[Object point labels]

....................

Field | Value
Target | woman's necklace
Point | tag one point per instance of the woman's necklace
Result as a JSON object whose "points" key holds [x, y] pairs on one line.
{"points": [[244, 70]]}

....................

● **WHAT YOU HAVE TO DO**
Recast the data above as a two-column CSV with the headers request and answer, one row per record. Put each field in double quotes and replace any line breaks with spaces.

● **FULL SOLUTION**
request,answer
"Field | Value Target | woman's necklace Point | tag one point per instance of the woman's necklace Result as a JSON object whose ""points"" key holds [x, y] pairs on one line.","{""points"": [[244, 70]]}"